** START PROVIDED DATA **
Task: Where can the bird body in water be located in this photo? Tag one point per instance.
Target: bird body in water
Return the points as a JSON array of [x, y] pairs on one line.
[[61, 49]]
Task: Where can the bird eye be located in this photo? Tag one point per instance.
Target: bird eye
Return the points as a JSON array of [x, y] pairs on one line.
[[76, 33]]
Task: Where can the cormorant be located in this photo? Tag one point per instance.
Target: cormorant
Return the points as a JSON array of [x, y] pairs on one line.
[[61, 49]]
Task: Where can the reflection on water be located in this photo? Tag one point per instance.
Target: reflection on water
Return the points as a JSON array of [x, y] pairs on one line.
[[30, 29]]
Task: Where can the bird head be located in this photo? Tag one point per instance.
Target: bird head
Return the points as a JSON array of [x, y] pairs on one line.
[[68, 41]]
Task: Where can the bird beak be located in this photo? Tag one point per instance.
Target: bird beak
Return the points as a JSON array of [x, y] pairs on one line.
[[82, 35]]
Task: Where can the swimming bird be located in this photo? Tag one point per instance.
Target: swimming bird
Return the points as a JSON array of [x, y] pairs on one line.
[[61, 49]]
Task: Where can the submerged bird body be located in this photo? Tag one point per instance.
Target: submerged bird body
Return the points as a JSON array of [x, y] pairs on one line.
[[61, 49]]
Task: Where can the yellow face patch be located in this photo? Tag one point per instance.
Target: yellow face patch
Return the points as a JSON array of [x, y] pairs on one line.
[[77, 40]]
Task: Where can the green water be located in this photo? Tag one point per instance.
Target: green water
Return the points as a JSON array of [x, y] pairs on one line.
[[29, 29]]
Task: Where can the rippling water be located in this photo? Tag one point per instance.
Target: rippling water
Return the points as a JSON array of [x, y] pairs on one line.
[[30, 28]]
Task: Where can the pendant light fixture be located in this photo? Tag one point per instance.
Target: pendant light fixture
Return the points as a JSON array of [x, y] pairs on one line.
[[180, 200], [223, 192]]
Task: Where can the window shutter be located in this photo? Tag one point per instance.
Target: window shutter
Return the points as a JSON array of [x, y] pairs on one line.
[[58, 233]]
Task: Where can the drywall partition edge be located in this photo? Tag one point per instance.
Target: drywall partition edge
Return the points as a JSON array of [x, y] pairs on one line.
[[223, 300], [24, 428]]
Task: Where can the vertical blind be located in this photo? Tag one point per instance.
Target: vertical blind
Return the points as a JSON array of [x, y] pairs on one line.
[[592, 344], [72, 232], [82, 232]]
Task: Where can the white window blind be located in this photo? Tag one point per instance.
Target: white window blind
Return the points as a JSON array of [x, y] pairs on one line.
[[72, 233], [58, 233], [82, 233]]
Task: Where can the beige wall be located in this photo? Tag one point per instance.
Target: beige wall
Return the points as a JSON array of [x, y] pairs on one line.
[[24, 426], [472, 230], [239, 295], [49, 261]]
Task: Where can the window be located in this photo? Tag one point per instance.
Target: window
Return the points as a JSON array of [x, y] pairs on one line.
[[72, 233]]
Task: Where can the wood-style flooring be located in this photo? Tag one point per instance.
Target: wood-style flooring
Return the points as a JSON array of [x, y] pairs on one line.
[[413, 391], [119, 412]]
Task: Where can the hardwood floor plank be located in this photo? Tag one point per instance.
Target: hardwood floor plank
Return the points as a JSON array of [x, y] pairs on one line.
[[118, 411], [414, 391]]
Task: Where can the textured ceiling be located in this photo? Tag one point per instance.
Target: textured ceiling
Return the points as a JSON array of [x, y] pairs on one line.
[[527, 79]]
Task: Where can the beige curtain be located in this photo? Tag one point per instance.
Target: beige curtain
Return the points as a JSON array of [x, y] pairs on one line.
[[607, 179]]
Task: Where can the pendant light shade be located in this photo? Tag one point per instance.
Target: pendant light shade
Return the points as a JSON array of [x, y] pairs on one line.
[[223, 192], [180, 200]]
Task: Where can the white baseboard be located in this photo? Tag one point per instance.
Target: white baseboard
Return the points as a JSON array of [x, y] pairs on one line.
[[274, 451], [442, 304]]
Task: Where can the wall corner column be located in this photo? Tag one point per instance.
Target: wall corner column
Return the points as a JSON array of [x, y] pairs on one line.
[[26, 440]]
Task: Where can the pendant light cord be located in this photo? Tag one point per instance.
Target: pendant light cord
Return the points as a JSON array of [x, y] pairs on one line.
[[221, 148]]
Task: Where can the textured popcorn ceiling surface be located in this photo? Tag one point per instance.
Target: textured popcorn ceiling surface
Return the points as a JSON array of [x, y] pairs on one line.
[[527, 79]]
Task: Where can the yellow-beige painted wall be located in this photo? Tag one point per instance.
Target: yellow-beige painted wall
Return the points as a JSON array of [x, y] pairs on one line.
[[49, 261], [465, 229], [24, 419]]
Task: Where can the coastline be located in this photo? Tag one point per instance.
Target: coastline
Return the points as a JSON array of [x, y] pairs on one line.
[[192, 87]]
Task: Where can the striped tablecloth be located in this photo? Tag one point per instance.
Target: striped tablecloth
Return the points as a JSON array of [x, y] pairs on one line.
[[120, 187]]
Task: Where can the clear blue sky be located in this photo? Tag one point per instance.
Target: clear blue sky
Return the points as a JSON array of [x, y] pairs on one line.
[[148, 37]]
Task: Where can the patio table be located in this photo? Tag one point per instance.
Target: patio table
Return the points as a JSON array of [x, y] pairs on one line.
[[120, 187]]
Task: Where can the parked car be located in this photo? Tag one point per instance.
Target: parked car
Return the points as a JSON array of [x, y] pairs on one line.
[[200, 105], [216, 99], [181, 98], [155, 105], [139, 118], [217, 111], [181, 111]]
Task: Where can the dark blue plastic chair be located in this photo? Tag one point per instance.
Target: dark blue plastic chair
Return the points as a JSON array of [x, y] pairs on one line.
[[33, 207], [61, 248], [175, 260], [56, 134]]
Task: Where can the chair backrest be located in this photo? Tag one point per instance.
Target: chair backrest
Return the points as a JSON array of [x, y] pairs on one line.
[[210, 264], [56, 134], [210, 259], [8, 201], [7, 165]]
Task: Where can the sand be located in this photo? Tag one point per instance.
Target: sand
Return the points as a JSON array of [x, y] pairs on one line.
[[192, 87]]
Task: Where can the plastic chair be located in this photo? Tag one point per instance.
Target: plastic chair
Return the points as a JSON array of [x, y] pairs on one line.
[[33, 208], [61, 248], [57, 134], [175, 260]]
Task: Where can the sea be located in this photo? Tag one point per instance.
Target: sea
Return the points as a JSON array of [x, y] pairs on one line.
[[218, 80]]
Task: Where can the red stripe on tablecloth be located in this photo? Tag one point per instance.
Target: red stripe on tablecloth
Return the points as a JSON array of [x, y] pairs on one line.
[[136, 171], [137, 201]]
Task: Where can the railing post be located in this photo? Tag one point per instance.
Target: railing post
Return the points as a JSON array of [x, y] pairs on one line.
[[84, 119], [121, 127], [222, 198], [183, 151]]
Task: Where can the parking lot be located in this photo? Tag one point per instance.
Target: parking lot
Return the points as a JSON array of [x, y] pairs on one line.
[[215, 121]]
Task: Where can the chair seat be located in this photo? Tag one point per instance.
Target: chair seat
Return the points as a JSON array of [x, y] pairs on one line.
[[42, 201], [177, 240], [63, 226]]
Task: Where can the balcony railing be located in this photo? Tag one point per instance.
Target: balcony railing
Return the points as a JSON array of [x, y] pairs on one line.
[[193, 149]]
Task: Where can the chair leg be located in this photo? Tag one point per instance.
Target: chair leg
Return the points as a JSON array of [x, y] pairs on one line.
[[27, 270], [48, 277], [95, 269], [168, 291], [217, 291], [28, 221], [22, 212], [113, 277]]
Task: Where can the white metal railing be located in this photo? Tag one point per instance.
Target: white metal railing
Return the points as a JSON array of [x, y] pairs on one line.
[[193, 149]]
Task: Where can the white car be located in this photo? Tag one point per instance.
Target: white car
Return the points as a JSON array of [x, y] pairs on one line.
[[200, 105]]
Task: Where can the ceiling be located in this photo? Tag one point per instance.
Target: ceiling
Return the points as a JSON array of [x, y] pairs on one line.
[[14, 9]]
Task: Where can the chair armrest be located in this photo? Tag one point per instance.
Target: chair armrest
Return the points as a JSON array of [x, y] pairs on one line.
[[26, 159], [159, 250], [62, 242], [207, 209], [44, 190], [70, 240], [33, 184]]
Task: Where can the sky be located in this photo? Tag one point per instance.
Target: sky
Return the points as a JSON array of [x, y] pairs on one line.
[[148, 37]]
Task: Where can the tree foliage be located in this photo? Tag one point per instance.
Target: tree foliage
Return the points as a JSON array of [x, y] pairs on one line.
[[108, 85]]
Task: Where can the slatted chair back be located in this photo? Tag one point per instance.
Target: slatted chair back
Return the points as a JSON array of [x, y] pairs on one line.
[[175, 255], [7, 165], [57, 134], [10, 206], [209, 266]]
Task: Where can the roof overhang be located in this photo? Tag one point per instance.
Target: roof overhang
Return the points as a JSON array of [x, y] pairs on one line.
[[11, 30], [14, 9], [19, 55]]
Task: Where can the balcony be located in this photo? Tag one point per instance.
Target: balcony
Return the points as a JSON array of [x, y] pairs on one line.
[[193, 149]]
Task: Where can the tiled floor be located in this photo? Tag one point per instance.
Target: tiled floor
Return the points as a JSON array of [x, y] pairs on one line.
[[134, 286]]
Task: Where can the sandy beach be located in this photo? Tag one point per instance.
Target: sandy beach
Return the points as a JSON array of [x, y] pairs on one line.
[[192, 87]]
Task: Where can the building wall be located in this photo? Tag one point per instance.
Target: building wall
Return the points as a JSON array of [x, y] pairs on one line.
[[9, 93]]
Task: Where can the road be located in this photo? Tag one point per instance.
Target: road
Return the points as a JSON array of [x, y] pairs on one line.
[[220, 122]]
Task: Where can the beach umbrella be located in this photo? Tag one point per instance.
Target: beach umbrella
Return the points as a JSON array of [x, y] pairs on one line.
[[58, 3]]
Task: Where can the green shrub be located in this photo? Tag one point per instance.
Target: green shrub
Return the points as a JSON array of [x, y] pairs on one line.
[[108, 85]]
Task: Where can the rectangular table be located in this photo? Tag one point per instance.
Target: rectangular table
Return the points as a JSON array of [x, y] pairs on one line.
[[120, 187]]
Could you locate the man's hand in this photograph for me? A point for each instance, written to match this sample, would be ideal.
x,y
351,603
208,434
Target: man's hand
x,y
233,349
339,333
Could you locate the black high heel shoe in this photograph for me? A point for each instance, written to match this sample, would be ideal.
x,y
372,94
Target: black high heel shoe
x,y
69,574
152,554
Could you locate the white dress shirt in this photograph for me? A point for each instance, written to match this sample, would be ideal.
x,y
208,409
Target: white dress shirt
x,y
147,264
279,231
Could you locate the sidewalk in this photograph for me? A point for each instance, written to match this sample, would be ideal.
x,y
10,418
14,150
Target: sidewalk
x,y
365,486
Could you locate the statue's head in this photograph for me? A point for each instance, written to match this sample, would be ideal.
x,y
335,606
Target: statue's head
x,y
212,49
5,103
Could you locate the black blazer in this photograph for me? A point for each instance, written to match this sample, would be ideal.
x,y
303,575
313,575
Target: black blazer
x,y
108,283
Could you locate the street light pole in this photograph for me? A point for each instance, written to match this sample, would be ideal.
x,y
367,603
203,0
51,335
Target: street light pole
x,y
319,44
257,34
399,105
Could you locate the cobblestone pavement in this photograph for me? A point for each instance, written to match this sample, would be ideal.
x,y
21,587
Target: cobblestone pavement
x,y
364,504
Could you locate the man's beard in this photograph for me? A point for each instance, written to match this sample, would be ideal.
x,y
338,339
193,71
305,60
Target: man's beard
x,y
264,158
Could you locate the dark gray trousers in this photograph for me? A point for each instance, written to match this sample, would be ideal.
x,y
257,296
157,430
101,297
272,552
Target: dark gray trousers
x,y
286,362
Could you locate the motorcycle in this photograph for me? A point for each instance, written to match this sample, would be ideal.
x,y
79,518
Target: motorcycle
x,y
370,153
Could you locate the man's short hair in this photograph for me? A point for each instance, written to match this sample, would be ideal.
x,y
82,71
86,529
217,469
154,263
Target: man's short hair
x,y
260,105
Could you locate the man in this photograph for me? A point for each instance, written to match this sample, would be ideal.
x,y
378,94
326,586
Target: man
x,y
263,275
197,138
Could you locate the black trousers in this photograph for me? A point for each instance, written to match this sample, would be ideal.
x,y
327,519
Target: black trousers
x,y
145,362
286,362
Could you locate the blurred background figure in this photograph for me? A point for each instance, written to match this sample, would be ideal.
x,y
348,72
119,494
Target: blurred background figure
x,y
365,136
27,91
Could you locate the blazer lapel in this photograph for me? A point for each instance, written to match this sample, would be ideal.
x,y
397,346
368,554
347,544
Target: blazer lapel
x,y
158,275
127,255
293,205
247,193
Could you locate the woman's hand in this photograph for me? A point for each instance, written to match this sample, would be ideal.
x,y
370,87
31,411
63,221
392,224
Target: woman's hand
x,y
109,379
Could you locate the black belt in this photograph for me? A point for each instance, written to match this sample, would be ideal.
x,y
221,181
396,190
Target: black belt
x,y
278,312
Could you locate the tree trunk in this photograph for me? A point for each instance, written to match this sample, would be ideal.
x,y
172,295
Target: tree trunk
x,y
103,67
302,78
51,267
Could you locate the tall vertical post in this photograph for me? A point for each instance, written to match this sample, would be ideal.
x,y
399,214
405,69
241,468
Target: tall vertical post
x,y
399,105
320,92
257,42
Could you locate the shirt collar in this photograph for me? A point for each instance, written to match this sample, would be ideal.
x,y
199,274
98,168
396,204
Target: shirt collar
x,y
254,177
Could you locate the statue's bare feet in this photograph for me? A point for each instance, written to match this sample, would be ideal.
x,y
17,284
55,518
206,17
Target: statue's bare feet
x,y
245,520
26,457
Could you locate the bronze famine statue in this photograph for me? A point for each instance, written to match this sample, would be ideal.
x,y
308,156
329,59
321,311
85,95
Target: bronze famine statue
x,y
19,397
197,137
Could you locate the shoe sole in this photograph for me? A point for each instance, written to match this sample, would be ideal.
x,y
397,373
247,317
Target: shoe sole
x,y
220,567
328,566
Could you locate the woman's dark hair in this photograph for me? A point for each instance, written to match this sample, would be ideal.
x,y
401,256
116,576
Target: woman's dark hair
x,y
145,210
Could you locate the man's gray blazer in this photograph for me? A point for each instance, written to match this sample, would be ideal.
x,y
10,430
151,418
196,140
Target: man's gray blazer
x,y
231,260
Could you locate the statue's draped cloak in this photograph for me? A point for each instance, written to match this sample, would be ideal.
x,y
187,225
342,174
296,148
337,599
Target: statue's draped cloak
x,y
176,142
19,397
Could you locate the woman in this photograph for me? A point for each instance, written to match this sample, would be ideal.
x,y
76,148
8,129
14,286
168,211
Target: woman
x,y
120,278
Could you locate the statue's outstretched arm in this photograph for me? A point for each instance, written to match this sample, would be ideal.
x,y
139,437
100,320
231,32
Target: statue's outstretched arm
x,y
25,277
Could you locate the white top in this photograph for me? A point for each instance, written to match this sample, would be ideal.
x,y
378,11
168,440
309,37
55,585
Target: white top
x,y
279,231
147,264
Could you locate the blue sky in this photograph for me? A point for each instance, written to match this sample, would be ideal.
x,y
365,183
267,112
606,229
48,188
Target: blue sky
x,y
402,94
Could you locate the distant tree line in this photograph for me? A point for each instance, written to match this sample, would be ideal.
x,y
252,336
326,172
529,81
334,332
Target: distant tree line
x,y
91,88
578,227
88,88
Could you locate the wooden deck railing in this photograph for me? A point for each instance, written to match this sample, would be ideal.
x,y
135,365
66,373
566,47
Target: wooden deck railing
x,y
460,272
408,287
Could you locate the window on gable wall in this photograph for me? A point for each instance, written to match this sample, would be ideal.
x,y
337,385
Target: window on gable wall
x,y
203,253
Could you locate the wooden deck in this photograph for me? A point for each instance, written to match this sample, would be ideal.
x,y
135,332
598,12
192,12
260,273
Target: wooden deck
** END PROVIDED DATA **
### REQUEST
Begin at the line that has "Task: Where can the coastline" and stop after the line that has "111], [181, 111]]". Reproduce only those lines, renaming "patio table" to "garden table" wherever it occurs and keeping everything else unchanged.

### RESPONSE
Task: Where can the coastline be located in this photo? Tag one point per instance.
Target: coastline
Return the points as a JSON array of [x, y] pairs on one line.
[[192, 87]]
Task: Where can the striped tablecloth be located in this photo? Tag one point per instance.
Target: striped tablecloth
Return the points as a JSON array of [x, y] pairs on one line.
[[120, 187]]
Task: Where can the clear blue sky be located in this photo? Tag one point per instance.
Target: clear blue sky
Return the points as a JSON array of [x, y] pairs on one line.
[[148, 37]]
Task: Where can the garden table be located in this photo? Tag one point per instance.
Target: garden table
Return the points as a JSON array of [x, y] pairs on one line.
[[120, 187]]
Task: Where can the parked car be located in this photo? Tag one point per instance.
Target: parked car
Return the points as a JSON array of [x, y] pairs on one line.
[[200, 105], [216, 99], [181, 98], [155, 105], [139, 118], [217, 111], [181, 111]]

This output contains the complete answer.